──────── Excerpted passage
Manufactured Optimism

The big boys are pulling out all the stops.  You can almost smell the panic.

The, "I just don't get it" brigade - generally led by the Federal Reserve Bank and US Treasury - are seeing that people aren't buying their line of garbage.  In this case, the Fed subtly made comments that undermine certain markets.... at least in the short-term.  His comments caused gold to drop early this morning.

Gold will recover.  Our economy is questionable, at best.

Take Uncle Ben Bernanke's comments in the Wall Street Journal from yesterday -
Federal Reserve Chairman Ben Bernanke says he’s a bit puzzled by surging gold prices. The 30% rally from a year ago, on top of gains in previous years, might be interpreted as a loud signal from markets that big inflation pressures are building in the U.S. Gold is seen by many investors as a hedge against inflation risk.

In this case, it might instead be a risk against risk broadly. Mr. Bernanke notes that the inflation signal isn’t confirmed by movements in other asset classes. Yields on Treasury bonds tend to rise when investors worry about inflation, but those yields have been falling recently. Inflation expectations as measured in Treasury Inflation Protected Securities (TIPS) markets remain low. And other commodity prices are falling. Gold is breaking records, but copper prices are down 17% so far this year.

“I don’t fully understand movements in the gold price,” Mr. Bernanke admitted. But he suggested it might be another example of investors fleeing risky assets and flocking to assets that are perceived as less risky, not only Treasury bonds, but also ones like gold.
Uncle Ben, as a public service, I'm going to clear up this mystery for you.

First, the reason Treasury yields are staying low is because PEOPLE AND COUNTRIES AREN'T BUYING THEM.  It's that whole 'supply and demand' thing, Ben.  No one trusts them any more.  The Full Faith and Credit scam has been recognized for what it is - a scam.

Your actions are directly responsible for that loss of faith in Treasury's. Quantitative Easing (printing money out of thin air), Qualitative Easing (buying high-risk assets, generally with those 'thin air' dollars) and then you hiding behind some arcane laws so we can't see how you're manipulating other markets has resulted in that mistrust.

We don't trust you, Ben.

From another WSJ article published yesterday -
Fed Chairman Ben Bernanke is trying to be reassuring about the outlook for the economy in testimony to the House Budget Committee this morning. But his wariness is palpable given what has happened in financial markets in recent weeks and uncertainty about Europe.

Asked whether a double-dip recession is likely, Mr. Bernanke repeated a reassurance he offered Monday that he doesn’t think so. The Fed is forecasting moderate growth in the 3.5% range, with modest declines in unemployment, and it’s sticking with that forecast. An important transition could be underway for the economy — away from government support and toward private demand, he noted. That’s a formula for continuing expansion.
────────────────
Work to complete:
1. In the post about Bernanke and gold prices, by what percentage have copper prices fallen so far this year?
2. Retype the part of the post about Bernanke and gold prices that opens with the words containing "The big boys" and closes with "early this morning.".
3. Write what comes next in the post about Bernanke and gold prices, picking up after its final sentence.
──────── Source information
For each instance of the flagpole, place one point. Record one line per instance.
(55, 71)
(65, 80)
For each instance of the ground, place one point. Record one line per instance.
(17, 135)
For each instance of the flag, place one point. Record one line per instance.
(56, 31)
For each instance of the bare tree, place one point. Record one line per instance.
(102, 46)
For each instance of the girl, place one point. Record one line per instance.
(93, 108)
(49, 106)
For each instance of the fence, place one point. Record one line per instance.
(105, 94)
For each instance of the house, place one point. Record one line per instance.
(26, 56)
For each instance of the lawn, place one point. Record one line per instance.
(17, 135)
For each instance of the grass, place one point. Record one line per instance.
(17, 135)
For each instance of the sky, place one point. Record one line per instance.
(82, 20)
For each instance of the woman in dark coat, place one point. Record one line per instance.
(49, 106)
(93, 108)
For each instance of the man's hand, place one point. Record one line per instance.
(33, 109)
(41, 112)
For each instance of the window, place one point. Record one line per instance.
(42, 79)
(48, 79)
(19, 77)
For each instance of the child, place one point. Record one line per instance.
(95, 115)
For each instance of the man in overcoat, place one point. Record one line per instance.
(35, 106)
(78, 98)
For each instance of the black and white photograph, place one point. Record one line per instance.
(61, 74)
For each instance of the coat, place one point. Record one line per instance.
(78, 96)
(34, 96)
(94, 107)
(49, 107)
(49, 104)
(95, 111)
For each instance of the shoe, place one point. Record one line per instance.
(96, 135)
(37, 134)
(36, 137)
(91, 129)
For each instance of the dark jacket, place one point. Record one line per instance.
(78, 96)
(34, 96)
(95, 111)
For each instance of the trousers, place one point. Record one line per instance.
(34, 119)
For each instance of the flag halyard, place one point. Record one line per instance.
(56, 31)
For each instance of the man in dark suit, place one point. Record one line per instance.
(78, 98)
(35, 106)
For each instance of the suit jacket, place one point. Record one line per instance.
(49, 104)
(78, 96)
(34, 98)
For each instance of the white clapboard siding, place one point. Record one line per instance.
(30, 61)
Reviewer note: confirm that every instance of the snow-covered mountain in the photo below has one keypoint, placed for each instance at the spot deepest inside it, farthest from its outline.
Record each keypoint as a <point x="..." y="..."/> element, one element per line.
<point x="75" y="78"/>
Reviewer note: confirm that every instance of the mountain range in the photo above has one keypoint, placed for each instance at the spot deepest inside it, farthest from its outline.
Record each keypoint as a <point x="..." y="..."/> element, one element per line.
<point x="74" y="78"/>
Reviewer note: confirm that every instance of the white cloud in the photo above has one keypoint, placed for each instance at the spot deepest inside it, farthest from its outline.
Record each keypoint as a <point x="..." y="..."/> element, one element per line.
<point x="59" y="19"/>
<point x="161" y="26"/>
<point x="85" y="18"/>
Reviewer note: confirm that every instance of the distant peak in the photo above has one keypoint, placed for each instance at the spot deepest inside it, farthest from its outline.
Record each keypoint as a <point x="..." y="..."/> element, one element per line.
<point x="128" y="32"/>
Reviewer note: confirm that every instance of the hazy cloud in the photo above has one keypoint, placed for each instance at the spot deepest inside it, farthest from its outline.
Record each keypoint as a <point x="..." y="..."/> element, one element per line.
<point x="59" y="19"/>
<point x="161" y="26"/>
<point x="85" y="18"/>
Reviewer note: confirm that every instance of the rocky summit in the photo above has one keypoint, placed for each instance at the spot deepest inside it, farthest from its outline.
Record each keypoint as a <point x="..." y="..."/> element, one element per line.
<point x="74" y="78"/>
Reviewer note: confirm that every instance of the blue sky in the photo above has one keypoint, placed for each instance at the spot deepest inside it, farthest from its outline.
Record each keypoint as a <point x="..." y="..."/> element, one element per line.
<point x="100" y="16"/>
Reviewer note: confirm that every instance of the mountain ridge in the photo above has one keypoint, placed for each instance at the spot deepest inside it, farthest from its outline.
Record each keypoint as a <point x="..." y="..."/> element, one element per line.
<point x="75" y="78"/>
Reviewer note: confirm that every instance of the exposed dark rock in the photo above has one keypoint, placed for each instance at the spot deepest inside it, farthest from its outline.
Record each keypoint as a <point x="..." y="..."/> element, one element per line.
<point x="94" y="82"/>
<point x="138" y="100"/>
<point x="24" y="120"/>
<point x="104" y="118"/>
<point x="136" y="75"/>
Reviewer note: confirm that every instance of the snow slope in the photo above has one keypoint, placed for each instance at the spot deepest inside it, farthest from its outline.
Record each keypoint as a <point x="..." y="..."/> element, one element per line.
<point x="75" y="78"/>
────────────────
Results in order:
1. Copper prices are down 17% so far this year.

2.
The big boys are pulling out all the stops.  You can almost smell the panic.

The, "I just don't get it" brigade - generally led by the Federal Reserve Bank and US Treasury - are seeing that people aren't buying their line of garbage.  In this case, the Fed subtly made comments that undermine certain markets.... at least in the short-term.  His comments caused gold to drop early this morning.

3.
He wants us to believe we're moving AWAY from government support?!  Did that testimony come with a pre-recorded laugh track?  Ol' Uncle Ben had better get a permit from the EPA for all of the toxic dung he's shoveling.

He's telling us to trust him and his economists.  Aren't these the same folks that were caught flat-footed about the current economic morass?

Most people finally recognize that the Fed and any other government entity will manipulate the numbers and tweak the truth any way they see fit.  Whatever is needed to support their programs.  The ends justify the means.

This use of manufactured optimism is not monopolized by the US.  Europe, in the midst of a "standing eight count", has just come out with reports that they're ready to kick butt and take names -
European Central Bank President Jean-Claude Trichet said Thursday that economic recovery took hold in the euro zone in the spring, but that renewed tensions in some financial market segments pose risks.

The ECB Thursday raised its forecast for growth in the euro area for this year, but lowered its forecast for 2011.
They are literally rioting in the streets across Europe, and this guy has the stones to say things are looking up?  2011 might suck, but green shoots are poppin' up all over the place?!

They are good students, though.  Uncle Ben appears to have his influence over there as well -
Mr. Trichet defended the ECB's decision last month to begin buying billions of euros in euro-zone government bonds to help prop up those markets, particularly in fiscally weakened countries along the region's perimeter.

Many economists said the plan risked fueling inflation if government debt were allowed to be monetarized without corresponding funds being absorbed by the ECB elsewhere.
Hmmm.  Sounds like it's just as easy to print Monopoly Euros as it is to print Monopoly Dollars.

The manufactured optimism comes out, and the markets surge.  As I write this, the Dow is up around 200 points.  Is this being caused by the Plunge Protection Team?  Who knows?  I just have difficulty believing people are willing to risk their own money to buy into this mess.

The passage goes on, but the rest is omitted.